TEXTO

Lo que es más preocupante, el país también se está perdiendo una potencial ganancia inesperada de los mercados de capitales. “Tenemos una sobreabundancia de dólares en el sistema financiero internacional y una población mundial que envejece. Los fondos de pensiones están buscando desesperadamente producir algunas ganancias”, dijo el exdirector ejecutivo del FMI, Héctor Torres. “Si ofrece una seguridad mínima de pago y previsibilidad, recibirá dinero”.
Pero es probable que poco de eso llegue a Argentina sin un ajuste a nivel nacional. “El país podría beneficiarse enormemente, pero solo si actúa en conjunto”, dice Alberto Ramos de Goldman Sachs.
Ese es un desafío para una economía con inmunidad colectiva a las reformas para la salud fiscal. Argentina tocó fondo en áreas clave del Informe de Competitividad Mundial más reciente del Foro Económico Mundial. Su historial de colaboración público-privada, crucial para construir los “mercados del mañana”, es uno de los peores del mundo.
Para su mérito, Fernández permitió que Guzmán presentara recortes futuros a los populistas subsidios a los servicios públicos, racionalizara el sistema de pensiones y redujera las presiones monetarias que alimentan la tasa de inflación de 40% en Argentina. Pero Fernández de Kirchner rechazó esas medidas tranquilizadoras para el mercado, esencialmente relegando a Fernández y Guzmán a la categoría de ayudantes, dice el politólogo Bruno Binetti, miembro no residente del Diálogo Interamericano. “Atraer inversiones y crear un clima empresarial propicio ni siquiera están entre las diez principales prioridades gubernamentales”, me dijo Binetti. El último Ave María para recargar las arcas del Gobierno, un impuesto único sobre el patrimonio, ha recaudado unos míseros US$66 millones.
Posponer las reformas inevitables en favor del pensamiento mágico no hará ningún favor a los argentinos golpeados por la crisis, una opinión que el FMI está defendiendo en silencio. “Creemos que el FMI está trazando una línea en la arena”, escribió Adriana Dupita de Bloomberg Economics. “Si bien está abierto a la gradualidad, las políticas heterodoxas no pueden ser parte de ningún plan”. Después de un año de luchar contra el COVID-19, un récord de 42% del país es pobre, frente a un 26% en 2017. La economía que entró cojeando al año de la pandemia probablemente se contrajo casi un 11% en el 2020, una contracción similar a la de Perú, y superada solo por la debacle en Venezuela.

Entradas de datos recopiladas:
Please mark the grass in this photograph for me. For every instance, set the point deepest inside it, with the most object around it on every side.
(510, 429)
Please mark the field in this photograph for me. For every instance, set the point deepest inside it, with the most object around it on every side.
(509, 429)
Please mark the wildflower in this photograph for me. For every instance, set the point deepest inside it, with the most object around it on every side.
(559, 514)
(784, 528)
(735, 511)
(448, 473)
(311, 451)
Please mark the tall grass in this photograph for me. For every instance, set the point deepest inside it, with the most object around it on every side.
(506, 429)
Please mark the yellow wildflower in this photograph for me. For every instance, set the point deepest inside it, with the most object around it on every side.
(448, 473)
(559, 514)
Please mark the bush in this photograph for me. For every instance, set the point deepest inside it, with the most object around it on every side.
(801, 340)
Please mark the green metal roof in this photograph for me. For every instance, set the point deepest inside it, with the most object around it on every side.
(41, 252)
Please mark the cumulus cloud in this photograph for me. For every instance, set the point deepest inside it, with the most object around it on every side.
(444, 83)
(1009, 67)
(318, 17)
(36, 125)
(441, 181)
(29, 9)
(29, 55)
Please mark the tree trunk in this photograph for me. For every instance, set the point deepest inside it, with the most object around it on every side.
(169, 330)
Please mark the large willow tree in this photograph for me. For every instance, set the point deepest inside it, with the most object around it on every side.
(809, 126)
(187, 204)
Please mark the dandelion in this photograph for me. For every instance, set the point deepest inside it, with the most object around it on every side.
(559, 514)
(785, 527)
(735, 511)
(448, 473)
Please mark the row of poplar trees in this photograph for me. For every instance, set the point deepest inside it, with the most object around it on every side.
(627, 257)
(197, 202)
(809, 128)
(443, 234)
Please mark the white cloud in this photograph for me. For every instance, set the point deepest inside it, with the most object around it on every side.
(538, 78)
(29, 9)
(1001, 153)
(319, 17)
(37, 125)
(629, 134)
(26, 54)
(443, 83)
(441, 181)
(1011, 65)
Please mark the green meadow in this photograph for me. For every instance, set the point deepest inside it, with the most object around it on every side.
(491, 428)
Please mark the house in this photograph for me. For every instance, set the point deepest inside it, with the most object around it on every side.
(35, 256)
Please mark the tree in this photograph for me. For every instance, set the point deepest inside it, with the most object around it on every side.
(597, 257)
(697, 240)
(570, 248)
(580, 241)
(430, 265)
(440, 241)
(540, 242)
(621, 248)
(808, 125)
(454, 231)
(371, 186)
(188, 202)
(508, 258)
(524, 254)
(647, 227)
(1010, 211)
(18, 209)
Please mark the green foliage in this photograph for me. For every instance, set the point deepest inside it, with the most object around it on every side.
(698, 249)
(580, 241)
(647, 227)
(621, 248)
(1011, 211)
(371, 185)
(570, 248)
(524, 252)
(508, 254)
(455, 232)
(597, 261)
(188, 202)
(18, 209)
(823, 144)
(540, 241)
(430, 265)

TAREA 1
Sustituye "pandemia" por "emergencia sanitaria" y copia el fragmento del texto que empieza con "Posponer las reformas" y sigue hasta "debacle en Venezuela.".
TAREA 2
Responde estas preguntas a partir del texto.
(a) ¿Para qué entidad trabaja Alberto Ramos?
(b) ¿Qué tasa de inflación se menciona para Argentina?
(c) ¿Qué porcentaje del país es pobre tras un año de luchar contra el COVID-19?
El listado no guarda relación con el texto.

RESPUESTA 1
Posponer las reformas inevitables en favor del pensamiento mágico no hará ningún favor a los argentinos golpeados por la crisis, una opinión que el FMI está defendiendo en silencio. “Creemos que el FMI está trazando una línea en la arena”, escribió Adriana Dupita de Bloomberg Economics. “Si bien está abierto a la gradualidad, las políticas heterodoxas no pueden ser parte de ningún plan”. Después de un año de luchar contra el COVID-19, un récord de 42% del país es pobre, frente a un 26% en 2017. La economía que entró cojeando al año de la emergencia sanitaria probablemente se contrajo casi un 11% en el 2020, una contracción similar a la de Perú, y superada solo por la debacle en Venezuela.

RESPUESTA 2
(a) Goldman Sachs.
(b) 40%.
(c) Un récord de 42%, frente a un 26% en 2017.